• **ACTIONS TO TAKE**:
a) Reproduce the part of the thread about importing a PM-25 to Canada, starting with "At those fees" and going on through "paid coming across.".
b) Answer these questions from the thread about importing a PM-25 to Canada:
(i) How much were the brokerage fees alone?
(ii) How long is the one-way drive to Niagara Falls NY said to take?
(iii) Which crossing has the most stations of the three?

━━━━━ ARTICLE

# Importing a PM-25 To canada HELP Needed



## HellawellCustoms (Feb 2, 2018)

Hey guys I was wondering if any Canadians here have imported a mill or anything really and had to deal with  filing their own customs? I ordered a PM-25 as it seemed like all of the Canadian options weren't the greatest quality and I heard really good things about precision Mathews and the upgrades they have done.  However after buying the PM-25 and trying to contact a broker I found out that the brokerage fees alone where 570$ plus everything else (taxes, processing fee etc) it turned out to be 1100$  not something I budgeted for and almost regret not just buying the king Canada mill and dealing with the quality issues. Precision Mathews said they have had a lot of people broker their own customs with no issues. I however have never done this or heard of how to do it. Has anyone here dealt with something like this? Any tips? Should I just get a refund or should I try to figure this out?

I thought the package would be shipped right to my door, but he said something about it being shipped to a freight terminal. Doesn't give me much to go by. Last thing I want is to find out my package is a 7 hour trip away from me.  Just wanting others opinions or some feedback from people who have dealt with this before. Can I expect to pay the taxes (around 300$)  Or am I gonna be hit with a whole ton of other fees?

Also I did see 1 post on here while searching about my question but it didn't leave any details that answered mine.


----------



## Mystery1 (Feb 2, 2018)

This might give a hint: https://calgary.ctvnews.ca/beating-cross-border-brokerage-fees-1.762619 esp. if you have a CBSA office in North Bay. The bigger problem is getting the item across the border first and to your place. Perhaps discuss with UPS?
DHL might be an option as well, you can get a quote.
At those fees it might be worth driving all the way down to Niagara Falls NY and picking it up yourself. 5:30hr one way. HST will of course have to be paid coming across.


----------



## HellawellCustoms (Feb 2, 2018)

Not sure if we do have a cbsa here in North bay. That article makes it seem like it's super easy to do. Is it really that simple?


----------



## Mystery1 (Feb 2, 2018)

I have no personal experience other than bringing smaller items in in-person. No real hassle at Canadian side, you show the invoice, they figure out the HS code and you pay HST. Likely no duty since China and Taiwan has Most Favoured Nation status.
Rainbow Bridge has the most stations of the 3 crossings here so shorter lineups in both directions. Plus you get to see the Falls a bit .


----------



## HellawellCustoms (Feb 2, 2018)

GinStC said:


> I have no personal experience other than bringing smaller items in in-person. No real hassle at Canadian side, you show the invoice, they figure out the HS code and you pay HST. Likely no duty since China and Taiwan has Most Favoured Nation status.
> Rainbow Bridge has the most stations of the 3 crossings here so shorter lineups in both directions. Plus you get to see the Falls a bit .

━━━━━━━━━━
━━━━━ SUPPLIED RECORDS

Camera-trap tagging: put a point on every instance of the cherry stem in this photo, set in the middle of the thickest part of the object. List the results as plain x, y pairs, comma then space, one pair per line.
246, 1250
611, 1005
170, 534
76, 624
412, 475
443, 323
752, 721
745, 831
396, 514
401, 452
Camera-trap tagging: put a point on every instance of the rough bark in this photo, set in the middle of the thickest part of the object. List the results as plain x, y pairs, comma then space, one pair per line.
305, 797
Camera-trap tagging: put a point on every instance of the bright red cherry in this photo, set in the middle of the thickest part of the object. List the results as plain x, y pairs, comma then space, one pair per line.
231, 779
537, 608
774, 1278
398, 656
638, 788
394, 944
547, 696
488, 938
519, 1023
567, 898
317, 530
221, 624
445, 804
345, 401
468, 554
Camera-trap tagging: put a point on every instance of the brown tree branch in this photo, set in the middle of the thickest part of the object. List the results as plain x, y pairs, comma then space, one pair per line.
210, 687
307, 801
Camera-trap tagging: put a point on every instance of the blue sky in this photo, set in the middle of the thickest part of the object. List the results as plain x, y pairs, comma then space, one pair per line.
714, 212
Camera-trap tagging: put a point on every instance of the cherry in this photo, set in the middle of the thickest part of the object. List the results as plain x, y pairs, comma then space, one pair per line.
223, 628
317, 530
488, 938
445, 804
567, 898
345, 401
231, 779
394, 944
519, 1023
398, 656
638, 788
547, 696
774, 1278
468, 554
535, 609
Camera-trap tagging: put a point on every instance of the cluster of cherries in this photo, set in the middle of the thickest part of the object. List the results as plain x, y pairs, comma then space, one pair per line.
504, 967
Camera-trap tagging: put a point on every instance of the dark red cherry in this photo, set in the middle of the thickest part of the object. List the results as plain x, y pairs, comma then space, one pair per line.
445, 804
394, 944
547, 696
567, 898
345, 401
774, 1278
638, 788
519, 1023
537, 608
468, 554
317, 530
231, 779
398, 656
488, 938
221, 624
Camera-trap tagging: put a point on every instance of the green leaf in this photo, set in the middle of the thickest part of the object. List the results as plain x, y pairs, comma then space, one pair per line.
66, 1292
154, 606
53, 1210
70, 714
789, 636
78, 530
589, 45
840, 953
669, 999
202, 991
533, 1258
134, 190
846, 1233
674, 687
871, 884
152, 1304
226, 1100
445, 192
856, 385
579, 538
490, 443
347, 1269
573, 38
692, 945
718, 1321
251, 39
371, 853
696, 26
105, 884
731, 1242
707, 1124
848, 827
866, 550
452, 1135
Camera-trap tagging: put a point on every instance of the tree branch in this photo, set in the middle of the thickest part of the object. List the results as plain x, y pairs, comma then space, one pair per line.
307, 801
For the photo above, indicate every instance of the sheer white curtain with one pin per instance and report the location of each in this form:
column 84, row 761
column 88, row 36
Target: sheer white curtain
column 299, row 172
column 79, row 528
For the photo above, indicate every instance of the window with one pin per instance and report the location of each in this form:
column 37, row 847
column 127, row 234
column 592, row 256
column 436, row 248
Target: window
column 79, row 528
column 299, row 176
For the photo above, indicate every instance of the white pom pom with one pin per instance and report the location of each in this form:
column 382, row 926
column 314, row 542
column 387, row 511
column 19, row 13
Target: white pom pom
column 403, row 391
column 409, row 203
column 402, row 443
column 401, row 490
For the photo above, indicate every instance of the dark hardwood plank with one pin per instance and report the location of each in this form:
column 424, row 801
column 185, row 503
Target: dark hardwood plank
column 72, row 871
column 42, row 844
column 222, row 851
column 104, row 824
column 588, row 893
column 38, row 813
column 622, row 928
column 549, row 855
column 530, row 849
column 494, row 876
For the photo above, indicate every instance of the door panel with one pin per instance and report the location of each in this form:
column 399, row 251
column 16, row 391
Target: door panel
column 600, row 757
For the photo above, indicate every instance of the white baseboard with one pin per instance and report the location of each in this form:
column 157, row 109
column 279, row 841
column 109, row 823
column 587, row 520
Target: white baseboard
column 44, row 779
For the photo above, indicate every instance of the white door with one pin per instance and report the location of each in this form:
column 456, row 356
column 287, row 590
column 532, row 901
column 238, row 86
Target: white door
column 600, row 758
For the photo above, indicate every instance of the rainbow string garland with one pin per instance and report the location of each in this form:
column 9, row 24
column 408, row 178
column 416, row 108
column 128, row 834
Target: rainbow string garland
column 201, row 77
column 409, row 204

━━━━━━━━━━

• **EXPECTED RESPONSES**:
a)
At those fees it might be worth driving all the way down to Niagara Falls NY and picking it up yourself. 5:30hr one way. HST will of course have to be paid coming across.

b)
(i) $570
(ii) 5:30 hours
(iii) Rainbow Bridge